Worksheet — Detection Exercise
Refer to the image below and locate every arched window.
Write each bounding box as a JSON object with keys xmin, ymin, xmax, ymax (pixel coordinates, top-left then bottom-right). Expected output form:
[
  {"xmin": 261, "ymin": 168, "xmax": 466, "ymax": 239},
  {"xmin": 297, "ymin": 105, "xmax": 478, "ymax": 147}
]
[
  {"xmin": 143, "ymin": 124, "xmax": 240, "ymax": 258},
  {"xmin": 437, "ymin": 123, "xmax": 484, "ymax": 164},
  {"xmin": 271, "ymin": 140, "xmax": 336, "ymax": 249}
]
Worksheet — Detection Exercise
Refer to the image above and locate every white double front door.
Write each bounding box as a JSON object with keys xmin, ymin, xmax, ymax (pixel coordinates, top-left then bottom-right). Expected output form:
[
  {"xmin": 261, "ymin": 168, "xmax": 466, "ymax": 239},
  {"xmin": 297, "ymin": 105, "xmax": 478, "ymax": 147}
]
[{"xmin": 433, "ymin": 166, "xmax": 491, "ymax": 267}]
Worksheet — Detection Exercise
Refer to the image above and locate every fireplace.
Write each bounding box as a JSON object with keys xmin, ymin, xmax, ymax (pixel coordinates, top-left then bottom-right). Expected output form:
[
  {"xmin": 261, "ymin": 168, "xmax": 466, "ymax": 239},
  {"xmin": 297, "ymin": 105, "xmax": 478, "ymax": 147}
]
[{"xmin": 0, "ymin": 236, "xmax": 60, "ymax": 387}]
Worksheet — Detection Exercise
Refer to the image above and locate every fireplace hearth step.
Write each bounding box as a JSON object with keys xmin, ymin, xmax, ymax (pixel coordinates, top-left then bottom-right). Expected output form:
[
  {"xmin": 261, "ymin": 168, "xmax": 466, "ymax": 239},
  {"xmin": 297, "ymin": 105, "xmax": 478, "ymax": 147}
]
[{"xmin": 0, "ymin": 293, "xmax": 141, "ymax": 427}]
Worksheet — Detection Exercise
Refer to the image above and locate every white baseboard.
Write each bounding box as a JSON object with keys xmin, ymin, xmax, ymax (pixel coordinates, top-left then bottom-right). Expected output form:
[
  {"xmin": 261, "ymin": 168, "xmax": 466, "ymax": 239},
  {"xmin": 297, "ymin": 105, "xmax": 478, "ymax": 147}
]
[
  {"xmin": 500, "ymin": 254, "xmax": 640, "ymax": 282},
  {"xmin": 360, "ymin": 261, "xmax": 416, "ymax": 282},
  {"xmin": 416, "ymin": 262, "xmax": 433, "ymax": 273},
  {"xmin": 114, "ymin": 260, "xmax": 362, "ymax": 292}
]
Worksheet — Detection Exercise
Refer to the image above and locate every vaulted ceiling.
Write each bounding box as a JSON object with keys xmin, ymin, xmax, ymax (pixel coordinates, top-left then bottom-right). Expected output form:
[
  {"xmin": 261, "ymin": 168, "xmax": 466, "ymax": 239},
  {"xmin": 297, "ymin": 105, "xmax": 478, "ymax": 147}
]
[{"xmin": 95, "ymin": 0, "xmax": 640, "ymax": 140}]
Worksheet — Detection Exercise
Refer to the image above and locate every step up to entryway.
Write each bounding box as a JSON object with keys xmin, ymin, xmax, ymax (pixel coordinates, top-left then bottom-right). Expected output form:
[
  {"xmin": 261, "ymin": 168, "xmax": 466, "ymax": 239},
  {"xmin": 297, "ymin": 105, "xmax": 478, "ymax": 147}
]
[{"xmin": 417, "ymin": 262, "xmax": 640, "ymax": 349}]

—————

#### Work to be completed
How many lines in the items above contain the word "every"? Reply with the number alone.

#### Solution for this exercise
7